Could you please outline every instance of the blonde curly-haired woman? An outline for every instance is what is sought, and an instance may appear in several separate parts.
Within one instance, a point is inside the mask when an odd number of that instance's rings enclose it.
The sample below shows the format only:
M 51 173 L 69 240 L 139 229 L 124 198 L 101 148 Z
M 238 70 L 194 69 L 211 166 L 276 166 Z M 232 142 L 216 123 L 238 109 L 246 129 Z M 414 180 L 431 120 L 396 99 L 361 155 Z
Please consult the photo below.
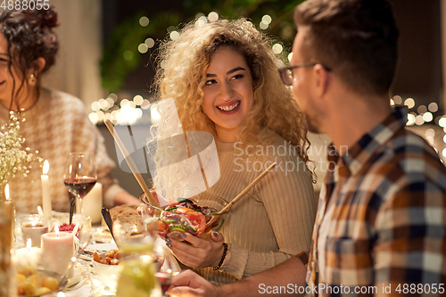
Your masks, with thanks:
M 272 40 L 252 22 L 191 22 L 160 47 L 155 87 L 173 98 L 183 128 L 213 134 L 227 202 L 277 165 L 230 210 L 212 240 L 167 239 L 177 259 L 210 281 L 231 283 L 308 251 L 316 214 L 304 119 L 281 82 Z M 191 243 L 191 244 L 190 244 Z

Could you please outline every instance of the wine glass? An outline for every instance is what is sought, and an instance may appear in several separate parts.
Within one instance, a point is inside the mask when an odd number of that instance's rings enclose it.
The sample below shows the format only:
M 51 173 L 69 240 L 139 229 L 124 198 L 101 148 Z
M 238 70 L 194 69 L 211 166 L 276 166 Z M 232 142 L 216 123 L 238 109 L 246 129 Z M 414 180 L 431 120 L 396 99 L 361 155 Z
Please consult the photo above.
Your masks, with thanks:
M 88 153 L 70 153 L 63 179 L 68 191 L 76 199 L 76 212 L 83 213 L 82 199 L 96 183 L 96 169 Z

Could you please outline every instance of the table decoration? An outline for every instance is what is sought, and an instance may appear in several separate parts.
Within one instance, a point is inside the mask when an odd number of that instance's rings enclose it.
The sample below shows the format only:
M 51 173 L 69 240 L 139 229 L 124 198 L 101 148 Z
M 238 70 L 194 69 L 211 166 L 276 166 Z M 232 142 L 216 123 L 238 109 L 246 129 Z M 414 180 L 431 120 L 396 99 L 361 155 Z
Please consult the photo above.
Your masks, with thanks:
M 63 182 L 68 191 L 76 197 L 76 212 L 83 213 L 84 197 L 97 181 L 95 165 L 89 153 L 70 153 L 65 164 Z
M 40 238 L 39 238 L 40 240 Z M 29 238 L 27 245 L 24 248 L 15 251 L 15 258 L 17 259 L 17 266 L 37 268 L 40 260 L 42 250 L 38 247 L 32 246 L 32 239 Z
M 13 245 L 13 204 L 4 199 L 3 190 L 3 186 L 0 187 L 0 296 L 15 296 L 17 289 L 11 258 Z M 9 200 L 9 194 L 7 198 Z
M 84 197 L 84 214 L 90 217 L 92 224 L 100 223 L 103 209 L 103 185 L 96 183 L 93 189 Z
M 57 226 L 54 231 L 41 237 L 42 264 L 45 269 L 63 275 L 74 255 L 74 236 L 70 232 L 59 232 Z M 69 273 L 70 276 L 72 273 Z
M 139 186 L 143 189 L 144 193 L 145 194 L 145 196 L 147 197 L 148 201 L 152 205 L 154 205 L 156 207 L 161 207 L 160 203 L 153 198 L 152 195 L 152 193 L 150 192 L 149 188 L 147 187 L 147 185 L 145 185 L 145 182 L 144 181 L 143 176 L 141 176 L 141 173 L 139 173 L 136 165 L 135 164 L 135 161 L 133 161 L 132 157 L 128 153 L 128 152 L 126 149 L 126 146 L 120 140 L 120 136 L 117 133 L 114 133 L 114 127 L 113 124 L 109 120 L 105 120 L 104 121 L 105 126 L 110 131 L 110 134 L 113 136 L 114 141 L 118 144 L 118 147 L 120 148 L 120 152 L 122 153 L 122 155 L 124 156 L 124 159 L 126 160 L 127 163 L 128 164 L 128 167 L 130 168 L 130 170 L 132 171 L 133 175 L 135 176 L 135 178 L 136 178 L 136 181 L 139 184 Z
M 42 175 L 40 179 L 42 181 L 42 205 L 44 207 L 44 219 L 46 222 L 51 220 L 51 195 L 50 195 L 50 181 L 48 177 L 48 170 L 50 169 L 50 163 L 48 160 L 44 162 L 44 168 L 42 169 Z
M 44 221 L 44 217 L 35 214 L 21 217 L 21 227 L 23 243 L 30 239 L 32 246 L 40 247 L 40 236 L 48 233 L 48 225 Z

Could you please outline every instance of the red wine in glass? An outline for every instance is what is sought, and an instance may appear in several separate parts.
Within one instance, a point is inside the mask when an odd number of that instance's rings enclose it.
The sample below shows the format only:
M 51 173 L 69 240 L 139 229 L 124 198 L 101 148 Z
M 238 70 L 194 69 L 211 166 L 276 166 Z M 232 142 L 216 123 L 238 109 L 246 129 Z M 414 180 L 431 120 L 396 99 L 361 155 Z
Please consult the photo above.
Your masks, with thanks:
M 63 181 L 70 193 L 76 196 L 78 213 L 82 213 L 82 199 L 96 183 L 96 169 L 88 153 L 70 153 L 65 164 Z
M 70 193 L 82 199 L 93 189 L 96 180 L 93 177 L 71 177 L 66 178 L 64 183 Z
M 158 281 L 160 282 L 162 296 L 169 296 L 166 292 L 169 290 L 169 286 L 170 285 L 171 274 L 168 272 L 155 272 L 155 277 L 158 278 Z

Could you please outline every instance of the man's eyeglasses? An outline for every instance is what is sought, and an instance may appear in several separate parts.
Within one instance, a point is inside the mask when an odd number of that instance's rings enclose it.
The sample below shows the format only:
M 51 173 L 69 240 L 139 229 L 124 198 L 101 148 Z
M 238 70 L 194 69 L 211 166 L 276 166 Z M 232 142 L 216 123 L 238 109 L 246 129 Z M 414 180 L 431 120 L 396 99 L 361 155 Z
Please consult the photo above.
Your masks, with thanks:
M 314 62 L 306 62 L 297 64 L 294 66 L 290 66 L 290 67 L 279 69 L 278 71 L 280 74 L 280 78 L 282 79 L 282 82 L 284 83 L 284 85 L 293 86 L 293 70 L 294 68 L 313 67 L 314 65 L 318 65 L 318 64 L 322 65 L 322 67 L 324 67 L 327 71 L 331 71 L 331 69 L 325 66 L 324 64 Z

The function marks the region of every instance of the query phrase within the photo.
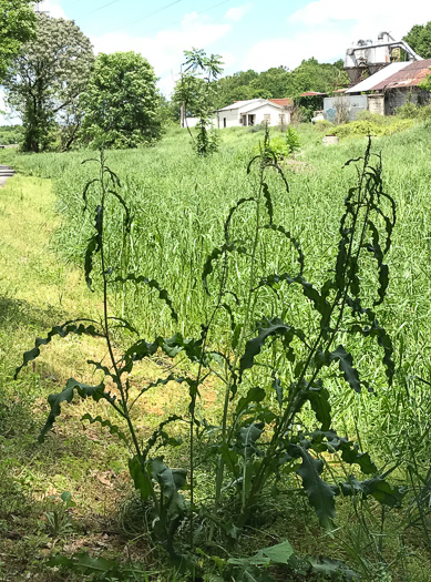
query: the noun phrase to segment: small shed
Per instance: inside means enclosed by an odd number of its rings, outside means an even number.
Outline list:
[[[431,93],[420,85],[430,73],[431,59],[413,61],[373,85],[372,91],[384,95],[384,114],[393,115],[397,108],[406,105],[407,102],[424,105],[430,100]]]
[[[277,102],[281,102],[279,104]],[[249,99],[236,101],[216,111],[218,127],[258,125],[288,125],[290,123],[289,99]]]

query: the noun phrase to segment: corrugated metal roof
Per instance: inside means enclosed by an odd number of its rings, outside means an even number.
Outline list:
[[[264,99],[247,99],[245,101],[234,101],[232,105],[226,105],[225,108],[217,109],[217,111],[228,111],[230,109],[239,109],[247,105],[247,103],[253,103],[254,101],[265,101]]]
[[[244,109],[240,110],[240,113],[250,113],[252,111],[264,108],[265,105],[270,105],[271,108],[276,108],[281,111],[285,109],[281,105],[277,105],[277,103],[271,103],[269,100],[264,100],[261,103],[248,103]]]
[[[283,105],[275,103],[275,101],[285,101],[285,100],[273,100],[273,99],[248,99],[247,101],[235,101],[232,105],[226,105],[225,108],[217,109],[217,111],[230,111],[233,109],[243,109],[244,112],[253,111],[255,109],[261,108],[263,105],[271,105],[277,109],[285,109]]]
[[[372,89],[379,91],[382,89],[400,89],[403,86],[418,86],[424,78],[431,73],[431,59],[414,61],[401,71],[381,81]]]
[[[289,105],[294,104],[294,100],[290,98],[286,99],[268,99],[271,103],[275,103],[276,105],[281,105],[283,108],[288,108]]]
[[[420,61],[423,62],[423,61]],[[362,91],[371,91],[374,89],[374,85],[377,85],[380,82],[383,82],[389,76],[393,75],[394,73],[399,72],[400,70],[404,69],[409,65],[409,61],[400,62],[400,63],[390,63],[388,67],[383,67],[383,69],[380,69],[380,71],[377,71],[377,73],[371,74],[368,79],[365,79],[357,85],[351,86],[346,91],[346,93],[362,93]]]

────────────────────────────────────────

GOAL: Could you rewrite the data from the line containing "The function marks" through the end, replacing "Outline list" with "Polygon list", changing nothing else, and leaving out the pictures?

COMPLETED EXERCISE:
The function marks the region of every instance of the query phrase within the photo.
query: the noun phrase to segment: small shed
Per instance: inside means enclosed by an odd number of its rings, outside means an even number.
Polygon list:
[[[431,93],[420,85],[430,73],[431,59],[413,61],[373,85],[372,91],[384,95],[384,114],[393,115],[397,108],[406,105],[407,102],[424,105],[430,100]]]
[[[277,102],[281,102],[279,104]],[[249,99],[236,101],[216,111],[218,127],[258,125],[288,125],[290,123],[289,99]]]

query: the noun phrase to segment: corrugated metal roof
Per instance: inside means enclosed by an odd number of its rings, outside means an even number.
Polygon list:
[[[264,99],[247,99],[245,101],[234,101],[232,105],[226,105],[225,108],[217,109],[217,111],[228,111],[230,109],[239,109],[247,105],[247,103],[253,103],[254,101],[265,101]]]
[[[244,109],[240,110],[240,113],[250,113],[252,111],[264,108],[265,105],[270,105],[271,108],[276,108],[281,111],[285,109],[281,105],[277,105],[277,103],[271,103],[269,100],[264,100],[261,103],[248,103]]]
[[[283,105],[275,103],[275,101],[285,101],[285,100],[273,100],[273,99],[248,99],[247,101],[235,101],[232,105],[226,105],[225,108],[217,109],[217,111],[230,111],[233,109],[243,109],[244,112],[253,111],[255,109],[261,108],[263,105],[271,105],[277,109],[285,109]]]
[[[372,89],[379,91],[382,89],[400,89],[403,86],[418,86],[424,78],[431,73],[431,59],[414,61],[401,71],[381,81]]]
[[[289,105],[294,104],[294,100],[290,98],[286,99],[268,99],[271,103],[275,103],[276,105],[281,105],[283,108],[288,108]]]
[[[420,61],[423,62],[423,61]],[[362,91],[371,91],[374,89],[374,85],[377,85],[380,82],[383,82],[389,76],[393,75],[394,73],[399,72],[400,70],[404,69],[409,65],[409,61],[400,62],[400,63],[390,63],[388,67],[383,67],[383,69],[380,69],[380,71],[377,71],[377,73],[371,74],[368,79],[365,79],[357,85],[351,86],[346,91],[346,93],[362,93]]]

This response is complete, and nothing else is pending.